** PASSAGE PROVIDED follows **

Professor Gerry McElvaney, Professor of Medicine at RCSI University of Medicine and Health Sciences, has been awarded the HRB Impact Award 2021 by the Health Research Board (HRB).
The award recognizes the lasting impact Prof. McElvaney has had on people’s health and patient care by applying his respiratory medicine research in practice. His work has influenced the development of local, national and international guidelines including European and World Health Organisation developments.
Throughout his career, Prof. McElvaney has consistently demonstrated the benefits that can be achieved by proactively integrating research into policy and practice. His work focused on a specific genetic disorder called alpha 1 anti-trypsin deficiency (AATD) that leads to an increased risk of developing lung complications such as chronic obstructive pulmonary disease (COPD).
“We are very proud that the HRB award committee selected Professor McElvaney for his work Involving patients and the public in research. The Alpha-1 Foundation knows about Professor McElvaney’s commitment to these principles through his service to our board and medical and scientific advisory committee. We congratulate him on this recognition,” said Miriam O’Day, President & CEO of the Alpha-1 Foundation.
Presenting the award, Dr Mairéad O’Driscoll, Chief Executive at the Health Research Board said: “Professor McElvaney has been applying research evidence to affect positive change in health, care and practice both here in Ireland and on a global scale. This is what the HRB Impact Award is all about. As well as leading advancements in detection, diagnosis and treatment in his own specialty, much of his work and advocacy to discourage smoking is of enormous benefit to the wider public too.
“It is really encouraging to see Prof. McElvaney actively supporting opportunities for public and patient involvement in research. His efforts to understand how this illness affects people’s lives has helped to increase our understanding about respiratory conditions and as a result, led to vast improvements in the standards of care and health outcomes for patients.”

** End of PASSAGE PROVIDED **
** AVAILABLE DATA follows **

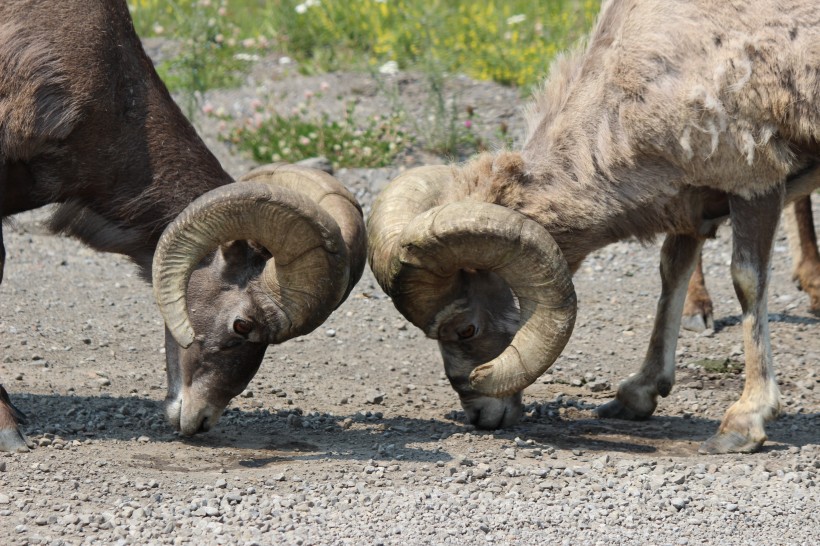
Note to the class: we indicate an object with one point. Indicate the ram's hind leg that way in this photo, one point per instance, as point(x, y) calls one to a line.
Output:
point(803, 245)
point(638, 396)
point(754, 223)
point(697, 309)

** End of AVAILABLE DATA **

INSTRUCTIONS:
a: Using the HRB Impact Award article, what are the answers to these?
(i) Which body awarded Professor McElvaney the HRB Impact Award 2021?
(ii) What genetic disorder did his work focus on?
(iii) Who is President & CEO of the Alpha-1 Foundation?
b: Could you transcribe the HRB Impact Award article, starting at "Throughout his career, Prof." and ending at "pulmonary disease (COPD)."?
c: Can you go on with the HRB Impact Award article from the point where it stops?
The entries are separate material with no connection to the HRB Impact Award article.

ANSWERS TO EACH TASK:
a:
(i) The Health Research Board (HRB)
(ii) Alpha 1 anti-trypsin deficiency (AATD)
(iii) Miriam O’Day

b:
Throughout his career, Prof. McElvaney has consistently demonstrated the benefits that can be achieved by proactively integrating research into policy and practice. His work focused on a specific genetic disorder called alpha 1 anti-trypsin deficiency (AATD) that leads to an increased risk of developing lung complications such as chronic obstructive pulmonary disease (COPD).

c:
COPD accounts for 5% of all deaths globally and is the second most common cause of lung-related deaths in Ireland. Prof. McElvaney’s research group have developed diagnostic and screening tools for alpha-1 anti-trypsin deficiency which are now replicated globally. He has also played a major role in the development of the only specific treatment currently available for COPD arising from this disorder, called AAT augmentation therapy.
Accepting the HRB Impact Award, Prof. McElvaney said: “It is wonderful to see the outcomes of research materialise into real benefits for patients and the public and how the efforts to translate these findings have visibly improved people’s lives. People are at the centre of this work and we host annual patient conferences where new research and treatment options are discussed together. It is so important that the lived experiences of patients are heard, for example, patient-reported outcomes have been critical in our successful submission to the HSE for the continued payment for augmentation therapy.
“I am enormously grateful to my research team and colleagues who have been key contributors to these advancements to date and to the Health Research Board for their continued support over many years. While we have made significant progress in our understanding of these illnesses there are many questions remaining. Bolstered by this award we will continue to investigate the risks of developing COPD and whether lung disease may differ between different genetic types of AATD. By pursuing this research, we hope to further inform management and treatment strategies so that better patient outcomes continue to arise from this work.”
Prof. Fergal O’Brien, RCSI’s Director of Research and Innovation, who nominated his colleague for the award said: “Throughout his career, Prof. McElvaney has worked continuously to ensure maximum impact of his research. His findings enabled the establishment of the National Targeted Detection programme, the first of its kind in the world, to allow the early detection of those living with alpha-1 anti-trypsin deficiency. To date over 20,000 people have been tested through this programme.
He also set up the Alpha-1 Foundation of Ireland (A1FI), to provide a patient forum and to promote awareness of AATD. One of the organisation’s first acts was to work with the Minister for Health in introducing the workplace smoking ban as people with this deficiency are very susceptible to second-hand smoke. Professor McElvaney continues to raise awareness around smoking cessation and dangers of vaping through school outreach programmes. He has also progressed communications in this area, most recently establishing a helpline for patients with concerns during the covid-19 pandemic.”
Prof. Gerry McElvaney was selected as the winner of the HRB Impact Award following a nomination process and subsequent assessment of candidates by an international panel of health experts.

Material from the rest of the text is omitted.